Горы и море

   Мы, жители необозримых равнин, желаем провести отпуск или уехать в командировку туда, где есть горы или море, а желательно, и то и другое.

   В детстве, начитавшись книг о горах и морских просторах, я бредил мечтой побывать в этих, так называемых «неровностях или образованиях» земной коры.

    Местность, где я родился и жил до девятнадцати лет, была в тогдашнем моём понимании очень невыразительной.  Она называлось географически Восточно-европейской равниной.  Почти на полторы тысячи километров во все четыре стороны простиралась ровная местность – небольшие пригорки и овраги были  не  в счёт.
 
   И вот наш эшелон с призывниками отъехал от Москвы.  Нам не сказали по причине тогдашней секретности, куда нас везут в товарных вагонах, только я желал, чтобы увозили как можно дальше, чтобы порадоваться бесплатному путешествию

   Эшелон часто останавливался, вся братва высыпала наружу и поднималась, цепляясь за дверную задвижку или за протянутые из дверей руки только тогда, когда поезд «в развалку» набирал скорость.  Почти всё «вагонное» время я и ещё некоторые любители поглазеть на пейзаж стояли у раздвинутой во всю ширь двери вагона, опираясь руками о поперечный брус.

   Перед глазами перемещалась назад бесконечная до надоедливости Западносибирская низменность: те же поля, перелески, елки и берёзки, как в нашей европейской части, только жилых строений попадалось меньше.
Отъехали от Иркутска – и вот эшелон остановился на каком-то межстанционном промежутке.  Было ранее утро.  Большинство народу  ещё подрёмывали на двухэтажных дощатых нарах.

-  Пацаны! Байкал! – хрипло скомандовал дневальный по вагону.

### ЗАПИСИ ДАННЫХ:
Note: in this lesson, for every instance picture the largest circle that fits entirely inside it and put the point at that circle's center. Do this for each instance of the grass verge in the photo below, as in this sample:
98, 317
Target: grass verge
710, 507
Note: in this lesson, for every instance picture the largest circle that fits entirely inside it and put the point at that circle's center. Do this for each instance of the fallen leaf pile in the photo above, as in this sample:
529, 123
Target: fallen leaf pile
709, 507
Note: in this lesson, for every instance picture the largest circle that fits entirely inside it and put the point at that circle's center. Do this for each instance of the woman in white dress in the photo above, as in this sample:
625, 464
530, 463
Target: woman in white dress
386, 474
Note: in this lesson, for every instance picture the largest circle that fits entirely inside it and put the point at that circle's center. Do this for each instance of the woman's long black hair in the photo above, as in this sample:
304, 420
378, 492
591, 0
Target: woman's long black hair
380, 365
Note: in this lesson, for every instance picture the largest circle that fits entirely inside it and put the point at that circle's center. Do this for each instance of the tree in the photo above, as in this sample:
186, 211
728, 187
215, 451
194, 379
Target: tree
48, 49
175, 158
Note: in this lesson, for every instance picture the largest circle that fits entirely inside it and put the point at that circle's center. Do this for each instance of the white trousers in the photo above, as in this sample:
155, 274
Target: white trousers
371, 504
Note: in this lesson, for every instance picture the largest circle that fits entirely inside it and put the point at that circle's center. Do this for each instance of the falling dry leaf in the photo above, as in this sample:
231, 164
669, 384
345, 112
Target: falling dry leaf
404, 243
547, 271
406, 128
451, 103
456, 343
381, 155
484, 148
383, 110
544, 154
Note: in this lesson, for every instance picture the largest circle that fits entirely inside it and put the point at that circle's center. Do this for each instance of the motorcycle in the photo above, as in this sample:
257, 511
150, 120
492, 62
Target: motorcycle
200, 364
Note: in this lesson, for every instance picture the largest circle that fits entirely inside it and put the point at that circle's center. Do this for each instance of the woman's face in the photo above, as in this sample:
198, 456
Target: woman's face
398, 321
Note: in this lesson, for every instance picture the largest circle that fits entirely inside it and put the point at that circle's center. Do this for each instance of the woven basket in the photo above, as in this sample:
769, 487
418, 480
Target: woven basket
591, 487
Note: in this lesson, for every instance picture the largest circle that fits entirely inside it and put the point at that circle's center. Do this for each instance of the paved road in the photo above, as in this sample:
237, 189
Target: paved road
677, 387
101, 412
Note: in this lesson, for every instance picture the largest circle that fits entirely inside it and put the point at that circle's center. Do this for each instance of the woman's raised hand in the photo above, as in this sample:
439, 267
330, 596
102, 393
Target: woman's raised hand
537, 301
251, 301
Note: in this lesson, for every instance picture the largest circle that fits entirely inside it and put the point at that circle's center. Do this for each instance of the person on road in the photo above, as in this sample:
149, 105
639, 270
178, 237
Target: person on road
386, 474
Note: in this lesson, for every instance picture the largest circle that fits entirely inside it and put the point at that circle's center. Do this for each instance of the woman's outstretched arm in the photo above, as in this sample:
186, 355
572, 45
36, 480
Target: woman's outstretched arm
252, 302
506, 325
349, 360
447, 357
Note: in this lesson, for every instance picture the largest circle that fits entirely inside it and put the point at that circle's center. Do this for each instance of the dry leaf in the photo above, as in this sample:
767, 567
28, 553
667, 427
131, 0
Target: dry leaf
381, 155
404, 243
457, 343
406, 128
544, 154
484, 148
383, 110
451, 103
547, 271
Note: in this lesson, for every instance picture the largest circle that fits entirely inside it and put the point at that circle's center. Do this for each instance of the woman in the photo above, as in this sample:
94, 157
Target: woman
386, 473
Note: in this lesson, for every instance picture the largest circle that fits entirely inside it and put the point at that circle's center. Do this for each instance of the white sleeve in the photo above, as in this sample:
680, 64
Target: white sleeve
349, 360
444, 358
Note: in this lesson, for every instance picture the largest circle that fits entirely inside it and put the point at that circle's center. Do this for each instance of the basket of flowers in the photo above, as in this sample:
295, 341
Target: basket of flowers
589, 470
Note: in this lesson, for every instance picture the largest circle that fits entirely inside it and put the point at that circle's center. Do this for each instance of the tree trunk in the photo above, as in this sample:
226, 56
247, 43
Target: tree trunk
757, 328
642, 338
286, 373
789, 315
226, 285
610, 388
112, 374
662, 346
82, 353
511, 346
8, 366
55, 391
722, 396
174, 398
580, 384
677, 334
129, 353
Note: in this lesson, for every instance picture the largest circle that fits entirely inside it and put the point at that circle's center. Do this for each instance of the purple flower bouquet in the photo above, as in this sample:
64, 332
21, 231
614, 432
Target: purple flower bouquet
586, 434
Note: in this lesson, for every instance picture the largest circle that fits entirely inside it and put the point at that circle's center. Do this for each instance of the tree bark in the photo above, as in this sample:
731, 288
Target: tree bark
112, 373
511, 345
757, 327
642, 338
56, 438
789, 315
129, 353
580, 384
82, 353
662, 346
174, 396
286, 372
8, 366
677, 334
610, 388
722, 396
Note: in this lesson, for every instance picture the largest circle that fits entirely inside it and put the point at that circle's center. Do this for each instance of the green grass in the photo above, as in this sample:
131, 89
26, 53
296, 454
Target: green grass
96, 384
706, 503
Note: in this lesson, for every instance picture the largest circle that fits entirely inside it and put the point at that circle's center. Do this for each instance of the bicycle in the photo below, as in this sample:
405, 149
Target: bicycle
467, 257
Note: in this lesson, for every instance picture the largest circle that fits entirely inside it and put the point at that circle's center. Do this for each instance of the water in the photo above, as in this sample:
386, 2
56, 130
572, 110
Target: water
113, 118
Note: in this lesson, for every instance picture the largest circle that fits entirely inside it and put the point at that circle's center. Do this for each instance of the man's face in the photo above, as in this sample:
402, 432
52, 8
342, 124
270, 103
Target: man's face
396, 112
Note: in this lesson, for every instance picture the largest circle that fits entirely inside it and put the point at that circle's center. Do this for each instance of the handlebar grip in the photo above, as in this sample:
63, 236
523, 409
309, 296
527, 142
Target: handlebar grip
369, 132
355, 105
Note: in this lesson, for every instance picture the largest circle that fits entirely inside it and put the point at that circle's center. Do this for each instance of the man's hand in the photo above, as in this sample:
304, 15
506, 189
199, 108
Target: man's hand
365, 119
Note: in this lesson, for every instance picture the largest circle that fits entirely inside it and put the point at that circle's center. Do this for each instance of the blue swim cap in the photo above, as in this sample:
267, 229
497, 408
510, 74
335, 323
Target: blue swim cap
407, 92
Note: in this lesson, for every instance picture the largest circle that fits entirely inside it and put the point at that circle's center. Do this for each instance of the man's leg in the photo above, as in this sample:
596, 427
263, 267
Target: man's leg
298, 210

### ЗАДАЧА:
Повторите, пожалуйста, дословно фрагмент отрывка о горах и море, начиная со слов «Горы и море» и заканчивая словами «не  в счёт.».

### ОТВЕТ НА ЗАДАЧУ:
Горы и море

   Мы, жители необозримых равнин, желаем провести отпуск или уехать в командировку туда, где есть горы или море, а желательно, и то и другое.

   В детстве, начитавшись книг о горах и морских просторах, я бредил мечтой побывать в этих, так называемых «неровностях или образованиях» земной коры.

    Местность, где я родился и жил до девятнадцати лет, была в тогдашнем моём понимании очень невыразительной.  Она называлось географически Восточно-европейской равниной.  Почти на полторы тысячи километров во все четыре стороны простиралась ровная местность – небольшие пригорки и овраги были  не  в счёт.